Material supplied:
>>>

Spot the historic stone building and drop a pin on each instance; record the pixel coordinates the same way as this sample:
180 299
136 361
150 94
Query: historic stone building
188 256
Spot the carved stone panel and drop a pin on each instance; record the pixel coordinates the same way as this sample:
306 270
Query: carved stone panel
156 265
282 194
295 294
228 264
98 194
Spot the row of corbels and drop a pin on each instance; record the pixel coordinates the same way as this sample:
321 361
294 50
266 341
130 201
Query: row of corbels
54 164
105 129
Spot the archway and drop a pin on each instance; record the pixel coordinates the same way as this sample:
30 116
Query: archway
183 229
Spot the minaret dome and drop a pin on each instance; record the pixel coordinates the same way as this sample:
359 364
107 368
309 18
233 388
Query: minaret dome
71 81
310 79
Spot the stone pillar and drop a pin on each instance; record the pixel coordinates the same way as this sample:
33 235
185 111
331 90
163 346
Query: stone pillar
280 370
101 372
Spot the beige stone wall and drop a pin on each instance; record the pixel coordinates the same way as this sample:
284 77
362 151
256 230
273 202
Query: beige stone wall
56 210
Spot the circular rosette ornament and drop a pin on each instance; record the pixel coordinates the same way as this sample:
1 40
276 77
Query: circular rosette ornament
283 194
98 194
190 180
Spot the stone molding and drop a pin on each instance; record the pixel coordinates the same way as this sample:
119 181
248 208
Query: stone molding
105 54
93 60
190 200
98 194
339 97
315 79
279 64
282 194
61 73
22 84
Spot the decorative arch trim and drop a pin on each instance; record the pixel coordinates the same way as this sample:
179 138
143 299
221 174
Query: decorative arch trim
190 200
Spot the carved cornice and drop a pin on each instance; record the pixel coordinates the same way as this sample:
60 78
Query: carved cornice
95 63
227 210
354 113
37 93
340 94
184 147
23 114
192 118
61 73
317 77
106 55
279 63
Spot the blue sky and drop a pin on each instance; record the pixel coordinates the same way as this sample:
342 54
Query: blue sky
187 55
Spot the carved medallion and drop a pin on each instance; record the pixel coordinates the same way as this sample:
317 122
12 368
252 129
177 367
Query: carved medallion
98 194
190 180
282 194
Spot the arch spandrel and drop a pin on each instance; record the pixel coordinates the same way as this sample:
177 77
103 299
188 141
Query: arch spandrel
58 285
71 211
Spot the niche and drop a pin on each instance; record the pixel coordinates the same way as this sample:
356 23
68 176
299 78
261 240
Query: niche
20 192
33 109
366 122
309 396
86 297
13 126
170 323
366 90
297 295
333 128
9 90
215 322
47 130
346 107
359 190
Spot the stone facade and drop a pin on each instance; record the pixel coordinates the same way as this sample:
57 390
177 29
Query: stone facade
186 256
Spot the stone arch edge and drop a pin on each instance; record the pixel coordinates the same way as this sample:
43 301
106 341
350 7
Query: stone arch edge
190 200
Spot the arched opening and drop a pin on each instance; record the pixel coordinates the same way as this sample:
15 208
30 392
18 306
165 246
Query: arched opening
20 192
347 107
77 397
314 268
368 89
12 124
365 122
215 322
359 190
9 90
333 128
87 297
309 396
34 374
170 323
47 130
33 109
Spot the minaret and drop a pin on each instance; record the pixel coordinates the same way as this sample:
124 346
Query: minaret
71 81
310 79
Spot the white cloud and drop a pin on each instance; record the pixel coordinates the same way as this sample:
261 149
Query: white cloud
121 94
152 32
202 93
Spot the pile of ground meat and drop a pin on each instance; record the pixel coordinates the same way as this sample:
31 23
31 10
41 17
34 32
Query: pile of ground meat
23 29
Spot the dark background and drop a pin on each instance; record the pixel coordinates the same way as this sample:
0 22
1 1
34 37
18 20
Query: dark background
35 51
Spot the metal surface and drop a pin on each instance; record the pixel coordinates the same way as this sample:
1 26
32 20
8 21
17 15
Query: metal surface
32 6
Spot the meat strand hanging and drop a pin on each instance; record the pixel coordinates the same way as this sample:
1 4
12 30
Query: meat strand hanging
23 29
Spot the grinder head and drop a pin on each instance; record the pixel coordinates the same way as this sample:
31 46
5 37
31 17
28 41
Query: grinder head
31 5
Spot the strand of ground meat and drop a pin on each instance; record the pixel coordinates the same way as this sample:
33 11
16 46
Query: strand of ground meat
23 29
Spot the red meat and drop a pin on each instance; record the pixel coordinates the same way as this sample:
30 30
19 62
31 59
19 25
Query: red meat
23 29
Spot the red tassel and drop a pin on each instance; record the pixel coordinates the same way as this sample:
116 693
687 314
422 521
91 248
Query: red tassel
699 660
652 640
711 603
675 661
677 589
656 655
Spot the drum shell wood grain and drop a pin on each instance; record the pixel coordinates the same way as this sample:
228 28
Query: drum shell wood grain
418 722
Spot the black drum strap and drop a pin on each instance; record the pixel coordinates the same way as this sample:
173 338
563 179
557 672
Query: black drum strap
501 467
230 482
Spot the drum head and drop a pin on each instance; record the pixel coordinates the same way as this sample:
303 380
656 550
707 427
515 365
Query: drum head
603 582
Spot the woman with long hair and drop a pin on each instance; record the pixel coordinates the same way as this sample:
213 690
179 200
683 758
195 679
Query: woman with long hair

<<<

Assigned task:
Work out how many lines of the material contain the string "with"; nothing except that figure should be given.

Result below:
2